• Task description:
What is wanted is the line holding "Ground khaki pants" and every later line through the end of the entries, set down exactly.

Annotated photo localization data
-- Opening Marker --

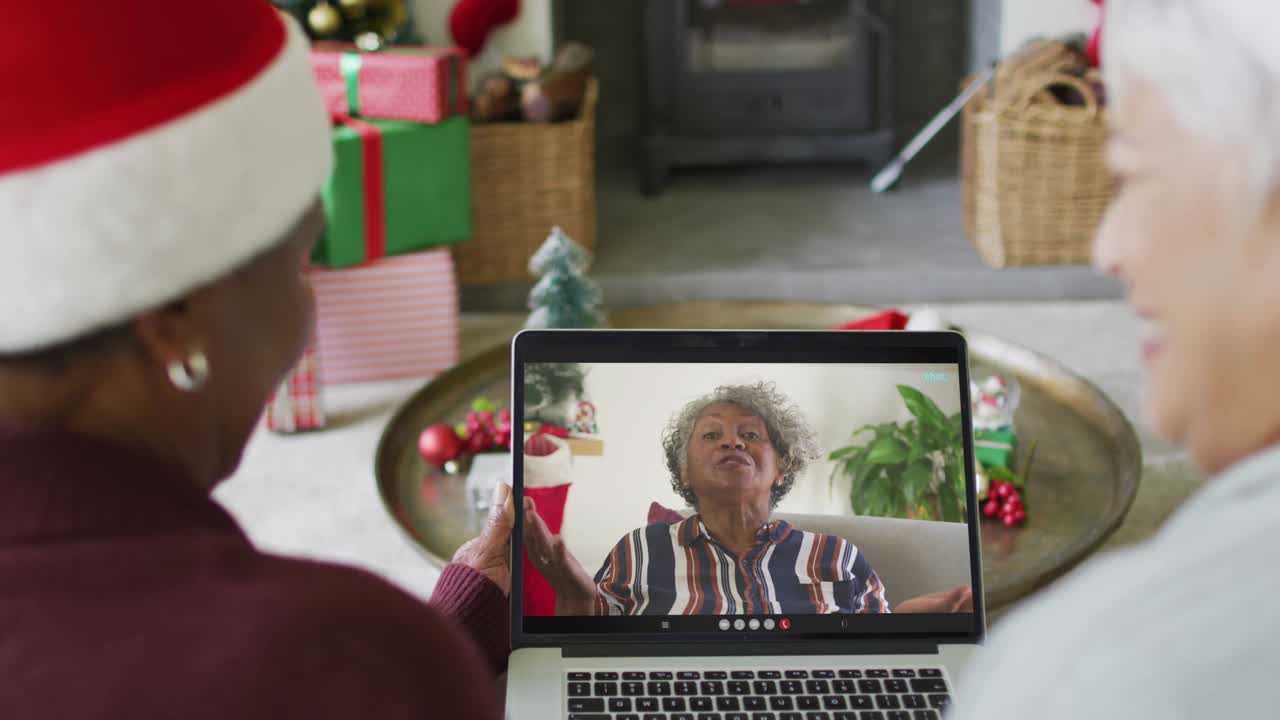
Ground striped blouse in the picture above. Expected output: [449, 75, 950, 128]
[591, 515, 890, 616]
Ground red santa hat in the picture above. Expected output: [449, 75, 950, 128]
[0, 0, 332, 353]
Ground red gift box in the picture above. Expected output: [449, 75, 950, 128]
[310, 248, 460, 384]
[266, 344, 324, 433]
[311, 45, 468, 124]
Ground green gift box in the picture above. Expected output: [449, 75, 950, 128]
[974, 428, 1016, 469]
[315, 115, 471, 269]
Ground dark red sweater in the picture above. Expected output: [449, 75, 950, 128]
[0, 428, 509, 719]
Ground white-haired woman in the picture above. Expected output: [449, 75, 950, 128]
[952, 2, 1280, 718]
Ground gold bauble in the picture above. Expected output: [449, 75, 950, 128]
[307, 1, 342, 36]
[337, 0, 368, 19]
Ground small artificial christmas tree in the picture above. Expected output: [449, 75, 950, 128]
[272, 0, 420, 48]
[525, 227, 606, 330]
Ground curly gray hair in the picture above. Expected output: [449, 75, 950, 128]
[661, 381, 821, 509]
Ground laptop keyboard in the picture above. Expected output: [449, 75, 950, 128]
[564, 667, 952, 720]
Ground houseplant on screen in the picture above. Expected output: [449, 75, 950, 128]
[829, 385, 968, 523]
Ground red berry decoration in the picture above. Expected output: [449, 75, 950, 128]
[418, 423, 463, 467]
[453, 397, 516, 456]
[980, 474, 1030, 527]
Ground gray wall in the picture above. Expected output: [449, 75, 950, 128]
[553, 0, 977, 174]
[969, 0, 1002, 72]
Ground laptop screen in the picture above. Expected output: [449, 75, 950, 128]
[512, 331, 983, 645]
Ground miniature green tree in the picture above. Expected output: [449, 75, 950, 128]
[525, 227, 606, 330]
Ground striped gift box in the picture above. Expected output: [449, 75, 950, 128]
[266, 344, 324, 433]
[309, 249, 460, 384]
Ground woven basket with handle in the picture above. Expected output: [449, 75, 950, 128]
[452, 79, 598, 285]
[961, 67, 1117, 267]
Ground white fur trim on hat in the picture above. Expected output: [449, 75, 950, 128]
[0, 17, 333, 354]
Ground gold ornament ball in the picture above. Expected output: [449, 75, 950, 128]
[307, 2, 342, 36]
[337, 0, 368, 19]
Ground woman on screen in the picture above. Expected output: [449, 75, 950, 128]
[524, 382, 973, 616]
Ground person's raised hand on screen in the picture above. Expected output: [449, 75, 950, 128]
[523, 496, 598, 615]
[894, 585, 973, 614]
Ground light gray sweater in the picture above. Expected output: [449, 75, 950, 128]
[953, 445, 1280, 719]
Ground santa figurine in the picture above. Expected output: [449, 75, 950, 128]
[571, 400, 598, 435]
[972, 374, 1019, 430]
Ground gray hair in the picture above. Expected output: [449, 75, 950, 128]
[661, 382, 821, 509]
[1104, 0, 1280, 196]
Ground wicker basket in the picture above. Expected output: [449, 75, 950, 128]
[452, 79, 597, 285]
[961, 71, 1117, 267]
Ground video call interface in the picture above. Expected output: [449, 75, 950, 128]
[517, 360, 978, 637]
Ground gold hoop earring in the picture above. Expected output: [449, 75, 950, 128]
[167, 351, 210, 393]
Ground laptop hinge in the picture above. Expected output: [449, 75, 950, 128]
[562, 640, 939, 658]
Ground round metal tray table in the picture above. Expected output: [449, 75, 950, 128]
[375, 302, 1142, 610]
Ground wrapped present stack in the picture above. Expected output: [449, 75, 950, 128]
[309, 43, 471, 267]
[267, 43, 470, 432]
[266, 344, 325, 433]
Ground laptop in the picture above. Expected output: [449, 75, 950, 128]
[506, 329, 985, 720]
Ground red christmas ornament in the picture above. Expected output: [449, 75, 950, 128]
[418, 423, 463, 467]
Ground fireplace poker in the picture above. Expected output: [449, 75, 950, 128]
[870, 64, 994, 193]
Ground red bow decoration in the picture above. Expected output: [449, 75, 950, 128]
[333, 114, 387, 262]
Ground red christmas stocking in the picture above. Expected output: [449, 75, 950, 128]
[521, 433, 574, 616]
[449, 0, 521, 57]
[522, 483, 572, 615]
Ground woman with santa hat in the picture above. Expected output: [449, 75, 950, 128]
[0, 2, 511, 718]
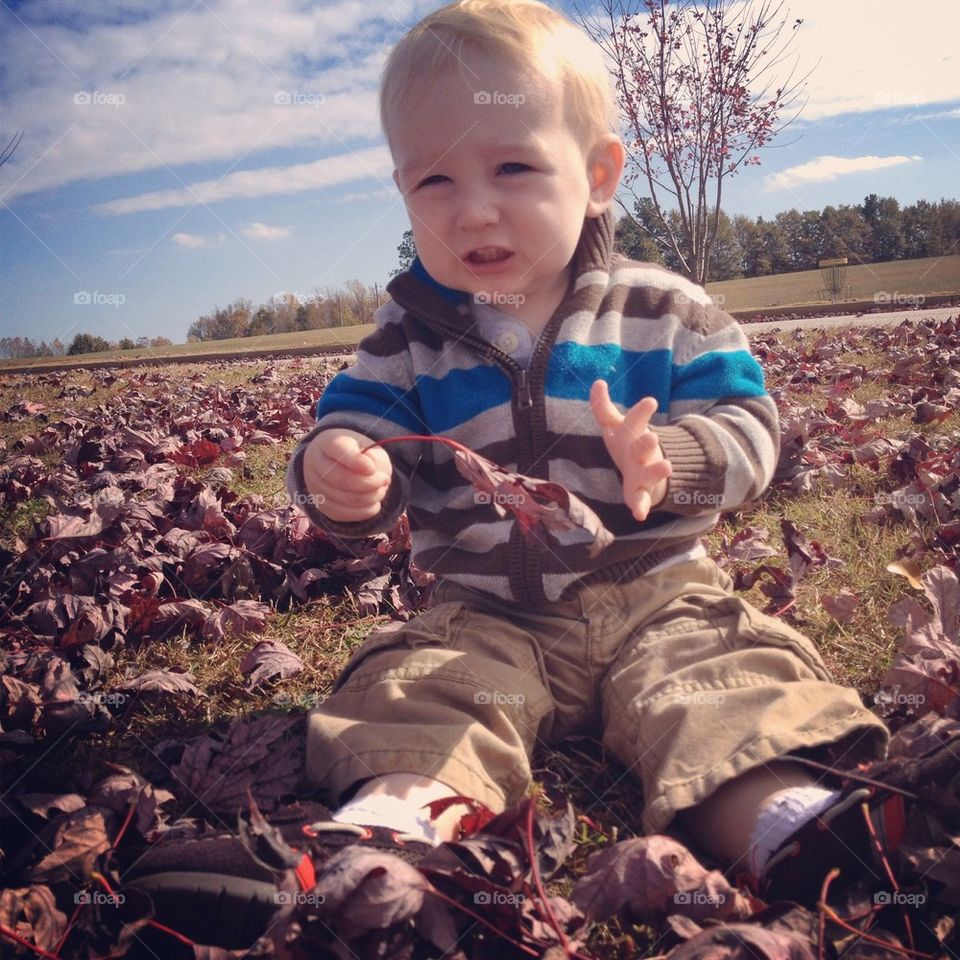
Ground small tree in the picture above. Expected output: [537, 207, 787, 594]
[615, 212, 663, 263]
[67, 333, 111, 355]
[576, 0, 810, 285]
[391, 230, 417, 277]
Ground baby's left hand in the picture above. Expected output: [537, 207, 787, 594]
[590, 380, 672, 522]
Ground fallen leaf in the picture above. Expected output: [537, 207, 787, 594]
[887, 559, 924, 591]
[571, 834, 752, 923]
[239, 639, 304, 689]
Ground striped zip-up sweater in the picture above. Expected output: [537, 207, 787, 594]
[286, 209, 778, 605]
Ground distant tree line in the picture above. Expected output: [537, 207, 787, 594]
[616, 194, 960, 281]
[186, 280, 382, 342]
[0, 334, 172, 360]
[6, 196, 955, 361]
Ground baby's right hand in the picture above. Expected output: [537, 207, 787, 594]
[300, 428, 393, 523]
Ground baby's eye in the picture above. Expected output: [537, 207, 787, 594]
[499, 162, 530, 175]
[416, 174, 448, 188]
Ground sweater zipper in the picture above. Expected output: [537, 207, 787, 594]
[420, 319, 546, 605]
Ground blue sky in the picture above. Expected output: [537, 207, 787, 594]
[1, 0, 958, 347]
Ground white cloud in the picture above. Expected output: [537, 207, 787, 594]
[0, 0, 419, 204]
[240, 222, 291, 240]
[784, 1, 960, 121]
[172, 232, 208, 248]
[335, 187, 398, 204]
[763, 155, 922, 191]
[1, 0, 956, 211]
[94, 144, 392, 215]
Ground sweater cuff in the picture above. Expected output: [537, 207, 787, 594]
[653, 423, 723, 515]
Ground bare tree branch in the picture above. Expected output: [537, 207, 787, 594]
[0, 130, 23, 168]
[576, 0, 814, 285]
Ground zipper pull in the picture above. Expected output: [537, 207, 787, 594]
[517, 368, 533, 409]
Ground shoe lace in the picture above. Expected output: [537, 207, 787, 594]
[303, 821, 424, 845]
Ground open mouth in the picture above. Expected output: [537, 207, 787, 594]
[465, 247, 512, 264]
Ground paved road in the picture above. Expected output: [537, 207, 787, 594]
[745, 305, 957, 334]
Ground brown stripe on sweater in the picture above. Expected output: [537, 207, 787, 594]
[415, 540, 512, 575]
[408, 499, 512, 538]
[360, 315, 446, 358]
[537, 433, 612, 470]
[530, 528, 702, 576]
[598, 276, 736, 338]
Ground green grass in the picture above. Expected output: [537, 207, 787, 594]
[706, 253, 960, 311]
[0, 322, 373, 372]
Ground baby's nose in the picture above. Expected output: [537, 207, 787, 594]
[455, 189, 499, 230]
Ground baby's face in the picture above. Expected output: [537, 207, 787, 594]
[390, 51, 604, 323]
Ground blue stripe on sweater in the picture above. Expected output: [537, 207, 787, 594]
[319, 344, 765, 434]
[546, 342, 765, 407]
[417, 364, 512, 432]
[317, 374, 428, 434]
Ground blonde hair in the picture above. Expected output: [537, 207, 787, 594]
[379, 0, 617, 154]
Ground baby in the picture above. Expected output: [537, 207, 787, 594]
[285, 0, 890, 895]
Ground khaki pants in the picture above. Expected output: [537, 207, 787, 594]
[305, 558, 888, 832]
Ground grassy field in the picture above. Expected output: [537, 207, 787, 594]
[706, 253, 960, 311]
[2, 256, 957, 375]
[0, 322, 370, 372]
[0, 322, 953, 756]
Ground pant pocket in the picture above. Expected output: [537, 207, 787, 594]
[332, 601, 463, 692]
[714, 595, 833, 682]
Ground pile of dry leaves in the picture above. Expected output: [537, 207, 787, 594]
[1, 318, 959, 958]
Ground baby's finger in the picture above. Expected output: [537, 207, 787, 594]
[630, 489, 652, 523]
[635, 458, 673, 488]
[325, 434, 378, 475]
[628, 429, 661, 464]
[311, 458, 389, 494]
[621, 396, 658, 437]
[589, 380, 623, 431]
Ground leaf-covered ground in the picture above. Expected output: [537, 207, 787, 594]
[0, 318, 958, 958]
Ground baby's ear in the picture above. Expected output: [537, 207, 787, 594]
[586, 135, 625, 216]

-- Closing Marker --

• Finished exercise:
Ground khaki pants in the picture above. Expected output: [537, 207, 787, 594]
[305, 558, 888, 832]
Ground grassy field in the picture above. Expected output: [537, 207, 787, 594]
[706, 253, 960, 311]
[2, 256, 957, 375]
[0, 322, 370, 372]
[0, 322, 953, 756]
Ground pant pocket in the picture above. Expected output: [537, 207, 787, 594]
[332, 601, 463, 692]
[714, 595, 833, 682]
Ground pile of dry leaves in the picture above. Expected output: [537, 207, 787, 594]
[1, 318, 959, 958]
Ground baby's finger in the picture above. Expected output: [537, 207, 787, 594]
[630, 489, 652, 523]
[635, 458, 673, 488]
[325, 434, 378, 475]
[628, 429, 661, 464]
[311, 458, 389, 494]
[621, 396, 658, 437]
[589, 380, 623, 431]
Ground leaf-covered ground in the picture above. Expected output: [537, 207, 787, 594]
[0, 318, 958, 958]
Ground baby's ear in the picture above. Expected output: [537, 207, 787, 594]
[586, 135, 625, 216]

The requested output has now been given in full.